What needs to be done -
Please list every action that the SNAP system is designed to take on a check-in, as given in the text on SNAP below.

Text shown -
• • • • •

And here is the test machine configuration:

• The fastest processor and memory available to optimize Windows XP Professional performance is recommended.

• The drive is split so that you have a D drive with around 5GB. The remaining approximately 105GB goes to the C drive.

• The D drive is formatted and is boot enabled.

• The SNAP daemon is located on this drive. A shortcut for it is placed in the startup group of the Windows installation.

• The C drive has Windows XP Professional with the latest service pack/patches.

After a SNAP system is set up, you should not need to configure one of these machines from scratch unless you have a catastrophic failure that requires rebuilding the unit.

The SNAP administrators are responsible for keeping all the SNAP machines current with all hotfixes, patches, and critical updates. When indications of such updates are available, you need to check each machine for new updates via the Windows Update site. The biggest administration required is monitoring the test machines periodically to ensure that they are all being reset and updated correctly.

SNAP is a queue-based check-in system. A developer makes a submission to the SNAP system either via the command line or through a Web UI instead of checking his files directly into the mainline source code tree. The changes that the developer submits are then copied to a SNAP server, and a check-in is added to a queue in the lab. Inside the lab, a control process pulls check-ins off the queue and builds and tests them one at a time. The test team provides the tests. The system is designed to rerun parts of a check-in, ignore failures, abort a check-in, or allow modification of files in a check-in if needed.

Warning

If you commit to a testing process in your check-in queue, expect to spend significant time maintaining it. If your test harness does a poor job of catching and reporting errors, you will be wasting your time. Your test harness needs to be able to reproduce lab failures on developers' desktops. The test harness needs to have few bugs of its own and needs to clearly log stack traces and assert text.

If a developer's check-in breaks the build or something else goes wrong with the check-in, the system sends an e-mail to the developer and the entire team letting them know where things have failed. The developer then must figure out why his job was aborted and resubmit it.

• • • • •

Data entries:
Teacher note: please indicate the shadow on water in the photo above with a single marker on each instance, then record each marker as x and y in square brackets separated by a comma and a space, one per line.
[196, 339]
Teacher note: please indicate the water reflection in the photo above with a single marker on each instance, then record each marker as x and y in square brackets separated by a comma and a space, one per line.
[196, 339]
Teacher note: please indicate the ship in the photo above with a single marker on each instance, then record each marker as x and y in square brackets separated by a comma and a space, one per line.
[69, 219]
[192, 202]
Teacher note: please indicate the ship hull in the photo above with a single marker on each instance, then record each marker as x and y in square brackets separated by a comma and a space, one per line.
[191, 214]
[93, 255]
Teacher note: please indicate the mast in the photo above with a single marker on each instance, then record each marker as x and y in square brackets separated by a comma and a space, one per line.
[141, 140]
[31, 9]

• • • • •

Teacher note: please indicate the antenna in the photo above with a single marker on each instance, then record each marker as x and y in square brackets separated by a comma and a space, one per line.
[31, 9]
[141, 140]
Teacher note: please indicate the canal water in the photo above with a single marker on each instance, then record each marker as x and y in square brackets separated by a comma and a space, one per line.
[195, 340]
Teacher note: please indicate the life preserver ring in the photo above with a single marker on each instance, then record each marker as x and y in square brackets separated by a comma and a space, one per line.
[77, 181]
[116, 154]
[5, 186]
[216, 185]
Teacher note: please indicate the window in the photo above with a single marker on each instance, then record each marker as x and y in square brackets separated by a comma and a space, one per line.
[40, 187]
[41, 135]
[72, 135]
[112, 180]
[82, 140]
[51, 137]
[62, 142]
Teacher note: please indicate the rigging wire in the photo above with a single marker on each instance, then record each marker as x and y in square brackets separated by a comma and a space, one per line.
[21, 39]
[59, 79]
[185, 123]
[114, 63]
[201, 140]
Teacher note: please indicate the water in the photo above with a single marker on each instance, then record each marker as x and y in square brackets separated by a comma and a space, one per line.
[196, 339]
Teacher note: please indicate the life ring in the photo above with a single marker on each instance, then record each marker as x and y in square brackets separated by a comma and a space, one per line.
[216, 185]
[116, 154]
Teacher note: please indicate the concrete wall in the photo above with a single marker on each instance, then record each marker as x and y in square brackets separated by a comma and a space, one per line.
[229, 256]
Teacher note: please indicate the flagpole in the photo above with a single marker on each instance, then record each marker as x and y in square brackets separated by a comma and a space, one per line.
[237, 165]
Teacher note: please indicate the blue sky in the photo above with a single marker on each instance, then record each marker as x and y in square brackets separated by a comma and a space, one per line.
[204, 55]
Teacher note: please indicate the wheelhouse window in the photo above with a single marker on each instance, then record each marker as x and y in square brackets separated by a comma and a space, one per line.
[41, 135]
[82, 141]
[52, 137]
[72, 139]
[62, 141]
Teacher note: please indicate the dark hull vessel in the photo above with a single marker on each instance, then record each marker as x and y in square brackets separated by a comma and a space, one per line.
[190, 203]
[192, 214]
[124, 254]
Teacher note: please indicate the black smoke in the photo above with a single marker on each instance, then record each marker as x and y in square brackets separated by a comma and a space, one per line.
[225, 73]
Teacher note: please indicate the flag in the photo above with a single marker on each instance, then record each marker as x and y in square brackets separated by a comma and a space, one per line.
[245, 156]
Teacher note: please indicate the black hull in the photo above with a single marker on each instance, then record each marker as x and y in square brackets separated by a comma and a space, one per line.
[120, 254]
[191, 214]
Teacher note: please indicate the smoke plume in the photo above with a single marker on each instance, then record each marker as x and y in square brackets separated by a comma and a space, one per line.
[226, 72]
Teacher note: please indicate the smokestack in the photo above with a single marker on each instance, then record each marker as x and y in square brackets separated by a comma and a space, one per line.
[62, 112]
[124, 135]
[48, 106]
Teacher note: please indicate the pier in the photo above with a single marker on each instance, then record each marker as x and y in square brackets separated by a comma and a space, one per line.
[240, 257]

• • • • •

Result for this task -
- Rerun parts of a check-in
- Ignore failures
- Abort a check-in
- Allow modification of files in a check-in